● **Task 1**: Transcribe the lines of the listing between its first line and the line holding "negative clicks: (97, 163)", inclusive, leaving the pictures out of your answer.

If you’re looking for a no-compromise flagship without spending big bucks, a OnePlus phone is probably on your mind. The OnePlus 7 Pro, released earlier this year. signaled the company’s intent to more directly take on full-featured devices such as the Samsung Galaxy S10 and the Huawei P30 Pro. It competed well, and delivered flagship grade performance at almost half the price point.
Five months in, OnePlus is back with an upgrade. Launching on the heels of the drastically updated OnePlus 7T, the OnePlus 7T Pro is a much more modest upgrade.
Here we take a closer look at what makes the hardware tick in the Android Authority OnePlus 7T Pro review.
Update, March 8, 2020: The review was updated to reflect fresh software updates, features as well as the value for money proposition.
OnePlus 7T Pro review: The big picture
The OnePlus 7T Pro is a mid-cycle upgrade to the company’s premium offering. Big enhancements, therefore, are limited. Coming on the heels of one of the fastest phones around, that’s not a bad position to be in. However, if it is speed you need, the OnePlus 7T Pro bumps up its processing prowess by using the absolute newest and most powerful Snapdragon chipset.

● **Entries supplied**:
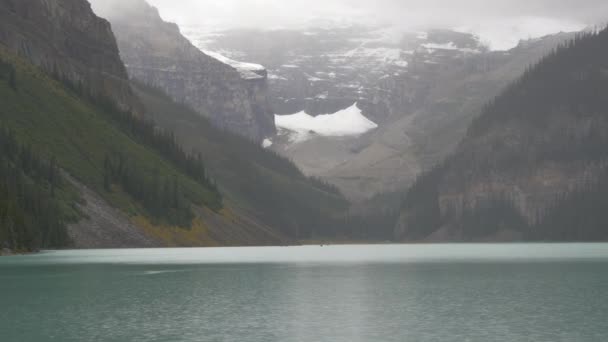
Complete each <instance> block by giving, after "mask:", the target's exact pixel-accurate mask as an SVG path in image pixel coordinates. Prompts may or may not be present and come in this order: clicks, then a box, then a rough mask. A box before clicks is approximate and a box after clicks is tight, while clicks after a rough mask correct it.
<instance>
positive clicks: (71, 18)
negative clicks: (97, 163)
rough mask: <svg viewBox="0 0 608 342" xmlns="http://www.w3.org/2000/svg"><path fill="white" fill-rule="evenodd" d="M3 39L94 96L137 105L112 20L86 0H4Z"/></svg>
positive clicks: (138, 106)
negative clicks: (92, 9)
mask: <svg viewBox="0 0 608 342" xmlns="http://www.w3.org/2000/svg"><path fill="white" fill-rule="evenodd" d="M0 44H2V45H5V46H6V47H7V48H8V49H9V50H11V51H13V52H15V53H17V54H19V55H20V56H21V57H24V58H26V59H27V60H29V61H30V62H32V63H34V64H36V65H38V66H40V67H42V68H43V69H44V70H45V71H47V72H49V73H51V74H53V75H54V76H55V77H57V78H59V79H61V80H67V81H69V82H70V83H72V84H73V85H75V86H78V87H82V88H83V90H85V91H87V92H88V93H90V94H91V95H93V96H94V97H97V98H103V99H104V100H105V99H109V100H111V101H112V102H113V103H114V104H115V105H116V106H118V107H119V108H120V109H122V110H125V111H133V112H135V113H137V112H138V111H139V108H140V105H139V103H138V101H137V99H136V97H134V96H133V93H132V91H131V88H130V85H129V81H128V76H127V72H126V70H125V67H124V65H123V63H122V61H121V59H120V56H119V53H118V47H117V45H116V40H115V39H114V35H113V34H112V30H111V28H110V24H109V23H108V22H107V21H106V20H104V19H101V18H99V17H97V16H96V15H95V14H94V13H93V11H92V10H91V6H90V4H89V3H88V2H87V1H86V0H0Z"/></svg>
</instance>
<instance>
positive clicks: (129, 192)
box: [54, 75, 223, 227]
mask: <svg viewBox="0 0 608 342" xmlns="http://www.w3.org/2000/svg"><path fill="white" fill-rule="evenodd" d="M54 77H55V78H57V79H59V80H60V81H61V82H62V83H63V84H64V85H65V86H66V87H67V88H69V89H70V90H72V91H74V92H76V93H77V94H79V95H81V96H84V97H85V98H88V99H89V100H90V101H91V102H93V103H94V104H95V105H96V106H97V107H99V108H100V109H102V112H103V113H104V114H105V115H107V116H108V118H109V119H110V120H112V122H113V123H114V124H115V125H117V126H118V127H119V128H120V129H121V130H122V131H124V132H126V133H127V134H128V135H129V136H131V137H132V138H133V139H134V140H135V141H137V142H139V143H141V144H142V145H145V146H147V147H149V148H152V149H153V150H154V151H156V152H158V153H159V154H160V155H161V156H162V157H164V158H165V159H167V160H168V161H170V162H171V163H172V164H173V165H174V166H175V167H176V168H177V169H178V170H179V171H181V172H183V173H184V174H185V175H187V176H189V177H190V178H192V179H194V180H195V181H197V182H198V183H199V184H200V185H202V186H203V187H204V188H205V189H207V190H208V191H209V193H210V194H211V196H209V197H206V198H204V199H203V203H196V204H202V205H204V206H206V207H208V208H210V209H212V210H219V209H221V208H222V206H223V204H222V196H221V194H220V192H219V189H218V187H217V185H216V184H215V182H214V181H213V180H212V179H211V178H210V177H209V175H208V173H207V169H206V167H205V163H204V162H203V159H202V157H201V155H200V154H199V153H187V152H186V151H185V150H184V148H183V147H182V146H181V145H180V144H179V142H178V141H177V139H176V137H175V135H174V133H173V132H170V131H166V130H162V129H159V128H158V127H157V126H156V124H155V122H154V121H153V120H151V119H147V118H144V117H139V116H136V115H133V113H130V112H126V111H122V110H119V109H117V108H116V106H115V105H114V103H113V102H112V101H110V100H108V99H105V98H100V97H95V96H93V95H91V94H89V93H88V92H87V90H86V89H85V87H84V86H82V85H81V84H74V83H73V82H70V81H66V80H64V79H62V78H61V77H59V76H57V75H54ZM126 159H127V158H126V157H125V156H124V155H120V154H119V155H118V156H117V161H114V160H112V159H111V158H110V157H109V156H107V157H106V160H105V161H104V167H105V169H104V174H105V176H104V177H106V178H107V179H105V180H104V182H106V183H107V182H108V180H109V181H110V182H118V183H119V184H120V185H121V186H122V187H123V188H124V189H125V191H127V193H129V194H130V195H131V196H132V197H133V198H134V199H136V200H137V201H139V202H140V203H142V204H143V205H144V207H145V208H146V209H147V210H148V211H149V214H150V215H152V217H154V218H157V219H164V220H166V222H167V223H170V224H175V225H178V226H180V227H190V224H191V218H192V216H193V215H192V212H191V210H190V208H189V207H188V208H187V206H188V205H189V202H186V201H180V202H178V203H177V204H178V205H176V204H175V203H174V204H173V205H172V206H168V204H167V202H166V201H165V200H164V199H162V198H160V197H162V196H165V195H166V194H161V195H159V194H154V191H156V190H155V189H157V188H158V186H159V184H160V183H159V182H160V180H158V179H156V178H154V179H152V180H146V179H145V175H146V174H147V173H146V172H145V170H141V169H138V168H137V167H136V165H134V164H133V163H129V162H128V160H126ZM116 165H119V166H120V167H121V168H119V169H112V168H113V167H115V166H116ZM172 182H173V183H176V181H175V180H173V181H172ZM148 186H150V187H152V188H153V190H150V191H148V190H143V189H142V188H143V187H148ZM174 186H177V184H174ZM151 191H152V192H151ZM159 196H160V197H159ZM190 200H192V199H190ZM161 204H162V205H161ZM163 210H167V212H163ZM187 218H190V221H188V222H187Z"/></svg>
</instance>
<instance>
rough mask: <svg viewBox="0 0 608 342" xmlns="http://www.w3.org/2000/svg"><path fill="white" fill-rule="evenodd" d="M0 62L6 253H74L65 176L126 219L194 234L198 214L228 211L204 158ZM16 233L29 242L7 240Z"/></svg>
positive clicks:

● **Task 2**: Restate word for word the passage of the phone review between "Five months in, OnePlus" and "for money proposition.", inclusive.

● **Answer area 1**:
Complete each <instance> block by giving, after "mask:", the target's exact pixel-accurate mask as an SVG path in image pixel coordinates. Prompts may or may not be present and come in this order: clicks, then a box, then a rough mask. A box before clicks is approximate and a box after clicks is tight, while clicks after a rough mask correct it.
<instance>
positive clicks: (71, 18)
negative clicks: (97, 163)

● **Answer area 2**:
Five months in, OnePlus is back with an upgrade. Launching on the heels of the drastically updated OnePlus 7T, the OnePlus 7T Pro is a much more modest upgrade.
Here we take a closer look at what makes the hardware tick in the Android Authority OnePlus 7T Pro review.
Update, March 8, 2020: The review was updated to reflect fresh software updates, features as well as the value for money proposition.